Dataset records
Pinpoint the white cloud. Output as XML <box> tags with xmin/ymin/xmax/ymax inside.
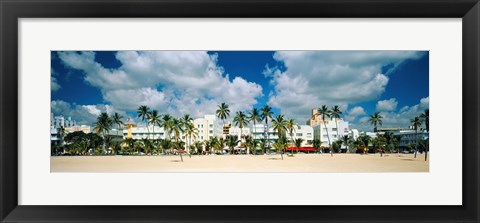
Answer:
<box><xmin>376</xmin><ymin>98</ymin><xmax>398</xmax><ymax>111</ymax></box>
<box><xmin>348</xmin><ymin>106</ymin><xmax>366</xmax><ymax>116</ymax></box>
<box><xmin>264</xmin><ymin>51</ymin><xmax>425</xmax><ymax>122</ymax></box>
<box><xmin>59</xmin><ymin>51</ymin><xmax>263</xmax><ymax>120</ymax></box>
<box><xmin>50</xmin><ymin>100</ymin><xmax>126</xmax><ymax>126</ymax></box>
<box><xmin>50</xmin><ymin>76</ymin><xmax>61</xmax><ymax>91</ymax></box>
<box><xmin>351</xmin><ymin>97</ymin><xmax>429</xmax><ymax>131</ymax></box>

Instructions for the task: Can you retype the lines above exactly, every one of them, leaving out the pictures?

Task answer:
Pinpoint the white cloud. Output as XML <box> tags with xmin/ymin/xmax/ymax inside.
Answer:
<box><xmin>376</xmin><ymin>98</ymin><xmax>398</xmax><ymax>111</ymax></box>
<box><xmin>348</xmin><ymin>106</ymin><xmax>366</xmax><ymax>116</ymax></box>
<box><xmin>264</xmin><ymin>51</ymin><xmax>425</xmax><ymax>122</ymax></box>
<box><xmin>59</xmin><ymin>51</ymin><xmax>263</xmax><ymax>120</ymax></box>
<box><xmin>50</xmin><ymin>100</ymin><xmax>126</xmax><ymax>126</ymax></box>
<box><xmin>50</xmin><ymin>76</ymin><xmax>61</xmax><ymax>91</ymax></box>
<box><xmin>351</xmin><ymin>97</ymin><xmax>429</xmax><ymax>131</ymax></box>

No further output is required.